# TRECHO SELECIONADO:
□ □ □

Um senador ausente e dois votos rebeldes da base governista explicam o clima de festa entre os senadores da oposição no Senado Federal na tarde de ontem, após o relatório da reforma trabalhista elaborado por Ricardo Ferraço (PSDB-ES) ter sido rejeitado pela Comissão de Assuntos Sociais (CAS), por 10 votos a 9. No lugar do relatório dele, o colegiado preferiu aceitar o voto em separado do senador Paulo Paim (PT-RS), que recomenda a rejeição total do projeto.
Até o momento, essa foi a primeira derrota da base governista no Senado em relação à proposta que pretende mudar mais de 100 pontos na Consolidação das Leis do Trabalho (CLT). Agora, o projeto segue para a Comissão de Constituição, Justiça e Cidadania (CCJ), onde deve ser votado na quarta-feira, 28. O parecer do relator da CCJ, Romero Jucá (PMDB-RR), líder do governo na Casa, será lido a partir das 9h de hoje.
Surpreso com o resultado da CAS, Jucá confessou que esperava aprovação por 11 a 9. Os votos que viraram o jogo foram dos senadores Hélio José (PMDB-DF) e Eduardo Amorim (PSDB-SE), que, apesar de serem de partidos da base aliada, disseram não à reforma. O voto do tucano é preocupante porque abala o discurso de que o partido “pode discordar quanto à permanência na base aliada, mas é a favor das reformas”, enquanto o do peemedebista é visto como “desvio dentro do esperado”.
Também prejudicou o governo a ausência do senador Sérgio Petecão (PSD-AC), que estava em seu estado natal e não conseguiu chegar a Brasília a tempo da votação. Ele foi substituído pelo suplente, Otto Alencar (PSD-BA), que já havia se posicionado contra a proposta na comissão anterior, de Assuntos Econômicos (CAE), e reforçou a rejeição na CAS.

□ □ □

# DADOS:
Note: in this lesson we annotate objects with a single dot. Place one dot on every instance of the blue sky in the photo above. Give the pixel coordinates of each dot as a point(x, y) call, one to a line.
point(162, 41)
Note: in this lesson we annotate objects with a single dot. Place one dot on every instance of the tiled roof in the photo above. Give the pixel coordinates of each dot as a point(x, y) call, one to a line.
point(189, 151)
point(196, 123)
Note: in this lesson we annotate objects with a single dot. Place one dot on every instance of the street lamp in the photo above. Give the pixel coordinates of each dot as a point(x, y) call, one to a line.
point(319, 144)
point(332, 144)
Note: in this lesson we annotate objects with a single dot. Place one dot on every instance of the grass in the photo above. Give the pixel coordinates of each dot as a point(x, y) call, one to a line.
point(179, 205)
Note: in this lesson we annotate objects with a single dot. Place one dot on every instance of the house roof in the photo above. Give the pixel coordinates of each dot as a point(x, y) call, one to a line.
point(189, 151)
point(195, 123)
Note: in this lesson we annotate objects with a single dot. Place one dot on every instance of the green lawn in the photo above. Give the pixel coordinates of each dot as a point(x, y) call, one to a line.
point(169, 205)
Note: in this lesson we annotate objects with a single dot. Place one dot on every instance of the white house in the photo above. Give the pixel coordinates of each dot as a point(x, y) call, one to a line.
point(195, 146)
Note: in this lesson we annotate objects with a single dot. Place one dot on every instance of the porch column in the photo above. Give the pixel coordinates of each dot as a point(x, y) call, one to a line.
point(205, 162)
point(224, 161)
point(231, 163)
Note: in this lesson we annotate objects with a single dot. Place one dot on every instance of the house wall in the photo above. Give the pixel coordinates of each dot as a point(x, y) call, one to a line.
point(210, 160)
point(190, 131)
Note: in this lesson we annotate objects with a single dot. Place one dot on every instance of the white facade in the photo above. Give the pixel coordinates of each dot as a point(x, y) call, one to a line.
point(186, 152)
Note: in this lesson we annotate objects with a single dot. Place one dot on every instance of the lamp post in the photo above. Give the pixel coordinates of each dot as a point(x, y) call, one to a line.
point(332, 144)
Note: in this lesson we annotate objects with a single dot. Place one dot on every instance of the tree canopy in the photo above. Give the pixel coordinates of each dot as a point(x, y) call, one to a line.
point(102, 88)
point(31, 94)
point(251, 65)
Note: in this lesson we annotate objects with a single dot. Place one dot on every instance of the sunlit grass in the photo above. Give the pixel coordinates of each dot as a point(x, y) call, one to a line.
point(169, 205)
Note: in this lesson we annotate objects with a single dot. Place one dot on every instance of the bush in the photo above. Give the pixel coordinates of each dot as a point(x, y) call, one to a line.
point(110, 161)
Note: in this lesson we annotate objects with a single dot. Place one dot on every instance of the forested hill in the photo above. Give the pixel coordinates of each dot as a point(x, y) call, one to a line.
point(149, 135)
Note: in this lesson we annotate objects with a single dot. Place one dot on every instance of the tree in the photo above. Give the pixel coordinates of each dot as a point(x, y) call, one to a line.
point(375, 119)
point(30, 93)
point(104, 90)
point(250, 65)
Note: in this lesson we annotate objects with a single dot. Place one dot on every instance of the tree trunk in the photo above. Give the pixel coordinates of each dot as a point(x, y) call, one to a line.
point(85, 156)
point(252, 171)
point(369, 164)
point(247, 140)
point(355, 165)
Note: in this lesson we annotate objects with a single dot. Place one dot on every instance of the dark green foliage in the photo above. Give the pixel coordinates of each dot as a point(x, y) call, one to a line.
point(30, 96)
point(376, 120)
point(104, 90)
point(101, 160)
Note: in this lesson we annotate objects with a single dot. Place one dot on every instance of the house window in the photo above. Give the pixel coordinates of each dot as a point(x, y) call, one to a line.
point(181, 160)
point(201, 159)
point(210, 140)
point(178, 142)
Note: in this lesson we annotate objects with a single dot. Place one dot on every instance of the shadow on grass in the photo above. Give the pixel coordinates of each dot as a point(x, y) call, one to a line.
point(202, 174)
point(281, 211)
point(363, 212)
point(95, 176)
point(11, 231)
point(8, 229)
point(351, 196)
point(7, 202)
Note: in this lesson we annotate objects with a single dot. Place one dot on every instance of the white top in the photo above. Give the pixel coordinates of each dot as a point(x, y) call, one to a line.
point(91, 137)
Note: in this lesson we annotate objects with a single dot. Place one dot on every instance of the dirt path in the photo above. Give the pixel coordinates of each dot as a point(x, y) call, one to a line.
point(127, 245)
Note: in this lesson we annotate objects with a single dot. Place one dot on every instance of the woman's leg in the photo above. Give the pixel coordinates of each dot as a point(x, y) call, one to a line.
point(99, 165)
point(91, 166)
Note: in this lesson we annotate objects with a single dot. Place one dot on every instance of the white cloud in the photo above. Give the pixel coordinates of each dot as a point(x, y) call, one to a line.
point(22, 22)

□ □ □

# ATIVIDADES PROPOSTAS:
1. Indique se cada afirmação concorda com o texto sobre a reforma trabalhista, respondendo sim ou não e citando literalmente as palavras decisivas do texto: (a) O relatório de Ricardo Ferraço foi rejeitado na CAS por 10 votos a 9. (b) O senador Sérgio Petecão votou contra a reforma na CAS. (c) Após a CAS, o projeto segue para a Comissão de Assuntos Econômicos.
2. Dê continuidade ao texto sobre a reforma trabalhista, escrevendo o trecho que viria logo após a última frase apresentada.

# GABARITO:
1.
(a) Sim: “o relatório da reforma trabalhista elaborado por Ricardo Ferraço (PSDB-ES) ter sido rejeitado pela Comissão de Assuntos Sociais (CAS), por 10 votos a 9”.
(b) Não: “a ausência do senador Sérgio Petecão (PSD-AC), que estava em seu estado natal e não conseguiu chegar a Brasília a tempo da votação”.
(c) Não: “Agora, o projeto segue para a Comissão de Constituição, Justiça e Cidadania (CCJ)”.

2.
Inesperado
Inesperado tanto pela oposição quanto pela base, o placar sinaliza uma virada na conjuntura, já que o mesmo relatório tinha passado com 14 votos favoráveis e 11 contrários na CAE. Embora ontem, em entrevista coletiva na Rússia, o presidente Michel Temer tenha minimizado a perda e dito que não se surpreendeu com o resultado, que considerou “muito natural”, a conclusão geral é que o governo errou na conta e agora precisa reparar o dano. “Todo mundo tomou um susto, porque a reforma era dos poucos bons sinais imediatos para a recuperação dos investimentos e retomada do emprego”, avaliou um especialista em relações de trabalho.
Com opinião parecida, um dos líderes da base aliada na Câmara disse que a derrota acendeu “todas as luzes vermelhas”, já que o governo conseguia, até então, passar a imagem de que aprovava as matérias, mesmo com algum atraso. “Agora, não. Ele perdeu. Não adianta fazer discurso, tem que agir para reparar o estrago que foi feito”, disse, preocupado.
Na opinião da advogada trabalhista Sandy Rodrigues, da Brugnara Advogados, a reforma está comprometida pela situação política instável do país. “Embora eu defenda a necessidade da reforma, imagino que, diante desse quadro, a matéria não passe no plenário”, comentou. O problema, segundo ela, é mais político que técnico.
Sem mudanças
O governo, no entanto, continua confiante e, por isso, mantém o mesmo calendário. O plenário receberá os três relatórios (da CAS, da CAE e da CCJ), e caberá à maioria dos senadores escolher qual será acolhido. “A maioria simples vai ganhar no plenário tranquilamente”, disse Temer, que considera a vitória “certíssima”. “Teremos a aprovação por uma margem bastante dilatada de votos”, concordou o ministro da Casa Civil, Eliseu Padilha, que se manifestou por vídeo nas redes sociais após o resultado desfavorável na CAS.
Para Padilha, perder na comissão e vencer no plenário é algo “corriqueiro”. Tanto ele quanto o presidente Michel Temer e o ministro da Fazenda, Henrique Meirelles, que também divulgou vídeo comentando o assunto, aproveitaram para lembrar que o mesmo aconteceu na Câmara dos Deputados com o projeto. “É um processo legislativo normal”, disse Meirelles.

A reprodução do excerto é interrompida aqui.